** Extracted text follows **

2003 World Series of Poker Behind the Scenes (Moneymaker Series Continues — Part 3)
Writer’s Note: This is the third in an extended series of articles about Chris Moneymaker’s victory at the 2003 World Series of Poker and what went on behind the scenes at Binion’s Horseshoe — before, during, and after.
Part 4: Send in the Clowns
Binion’s Horseshoe was freak show.
Not a day passed without a “you’re not going to fucking believe this” moment.
A typical work day: Vagrants wondering in and out, crashing on the furniture inside the sportsbook. Nests of hookers at the bar. Cowboys shouldered up next to gangsters wolfing down hot pastrami sandwiches and guzzling Dr Brown’s cream sodas at the Horseshoe deli. Fistfights. Drunkeness. Card cheats. The mentally ill. Drug dealers and junkies. You name it — you saw it at “the Shoe.”
One of the most detestable of all the regulars was a crusty curmudgeon named Sam Angel, quite possibly the most repulsive person to have ever lived in Las Vegas, and that’s really saying something. A part-time pawnbroker and full-time hustler, Angel was the devil in disguise. By the time I had the misfortune to know him, Angel was pushing 80 years. His pot belly hung over his britches. Half the time his fly was open. Once, a bystander whispered to him about it and Angel said he didn’t care.
He always wore loud checkered coats that hadn’t been dry cleaned in years. He cursed profusely — no matter what company happened to be around. The old crab with the most ironic of names, Angel spent years hanging out at the Horseshoe. Decades earlier, he’d befriended the late family patriarch Benny Binion, and later son Jack, trying to persuade them to set up a temporary pawn shop right inside the casino. He reasoned that some people might be desperate enough to pawn their rings, their watches, and precious jewelry to raise more money to gamble with. Benny and Jack rejected the idea for its obvious crassness. They’d have none of this. But by 2002, the Horseshoe was in such dire financial straights management were willing to try and do anything. And so Angel set up a couple of folding tables that looked pretty much what you’d see at a flea market and propped up his business next to the hotel front desk. While I was there, he manned it 12 hours a day, while taking frequent breaks to drink Heineken beer and play poker, while he spewed ceaseless strings of f-bombs and insults at those he didn’t like.

** End of Extracted text **
** Entries supplied follows **

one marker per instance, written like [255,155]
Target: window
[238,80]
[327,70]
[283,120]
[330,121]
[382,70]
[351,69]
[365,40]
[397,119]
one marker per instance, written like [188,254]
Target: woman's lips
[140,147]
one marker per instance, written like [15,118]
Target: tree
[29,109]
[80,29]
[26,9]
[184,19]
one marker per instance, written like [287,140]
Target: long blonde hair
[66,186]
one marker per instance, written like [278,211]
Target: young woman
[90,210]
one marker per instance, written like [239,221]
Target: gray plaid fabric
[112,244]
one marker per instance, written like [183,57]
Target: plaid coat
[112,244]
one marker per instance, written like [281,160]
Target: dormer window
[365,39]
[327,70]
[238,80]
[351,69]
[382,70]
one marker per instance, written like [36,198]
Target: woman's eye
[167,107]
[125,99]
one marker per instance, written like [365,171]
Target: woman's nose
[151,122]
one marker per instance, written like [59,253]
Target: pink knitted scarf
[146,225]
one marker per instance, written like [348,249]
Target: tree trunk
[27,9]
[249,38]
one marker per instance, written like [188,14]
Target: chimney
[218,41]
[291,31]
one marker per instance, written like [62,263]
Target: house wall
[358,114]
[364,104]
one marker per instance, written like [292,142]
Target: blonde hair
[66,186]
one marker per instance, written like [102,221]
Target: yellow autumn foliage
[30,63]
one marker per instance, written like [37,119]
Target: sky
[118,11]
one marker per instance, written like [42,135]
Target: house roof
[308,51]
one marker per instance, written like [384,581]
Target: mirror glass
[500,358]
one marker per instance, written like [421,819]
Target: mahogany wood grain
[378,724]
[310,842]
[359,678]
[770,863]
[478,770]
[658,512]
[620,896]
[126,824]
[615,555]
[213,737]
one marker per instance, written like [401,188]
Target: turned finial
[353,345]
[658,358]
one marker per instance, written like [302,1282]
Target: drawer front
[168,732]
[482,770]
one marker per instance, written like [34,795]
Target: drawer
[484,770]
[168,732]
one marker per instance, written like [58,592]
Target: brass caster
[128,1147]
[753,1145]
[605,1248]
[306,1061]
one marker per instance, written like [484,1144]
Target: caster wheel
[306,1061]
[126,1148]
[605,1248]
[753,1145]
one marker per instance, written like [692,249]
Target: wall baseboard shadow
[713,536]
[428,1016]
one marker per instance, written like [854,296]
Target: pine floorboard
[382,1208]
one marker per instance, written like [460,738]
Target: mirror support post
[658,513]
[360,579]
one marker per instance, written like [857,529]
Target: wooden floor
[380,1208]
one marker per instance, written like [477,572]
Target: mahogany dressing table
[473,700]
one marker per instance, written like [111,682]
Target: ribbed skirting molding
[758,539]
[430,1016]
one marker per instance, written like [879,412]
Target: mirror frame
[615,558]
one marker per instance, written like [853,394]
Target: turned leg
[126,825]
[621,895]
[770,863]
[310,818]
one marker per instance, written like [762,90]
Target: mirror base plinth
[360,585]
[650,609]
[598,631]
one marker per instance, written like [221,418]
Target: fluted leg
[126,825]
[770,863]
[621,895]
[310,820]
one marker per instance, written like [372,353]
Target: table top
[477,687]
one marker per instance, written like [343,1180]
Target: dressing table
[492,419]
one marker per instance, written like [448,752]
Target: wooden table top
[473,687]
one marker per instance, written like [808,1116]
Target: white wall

** End of Entries supplied **

**Task statement:** Please copy the passage of the Binion's Horseshoe article starting at "One of the most" and ending at "he didn’t care.". Rely on nothing but the Binion's Horseshoe article.

**Response box:**
One of the most detestable of all the regulars was a crusty curmudgeon named Sam Angel, quite possibly the most repulsive person to have ever lived in Las Vegas, and that’s really saying something. A part-time pawnbroker and full-time hustler, Angel was the devil in disguise. By the time I had the misfortune to know him, Angel was pushing 80 years. His pot belly hung over his britches. Half the time his fly was open. Once, a bystander whispered to him about it and Angel said he didn’t care.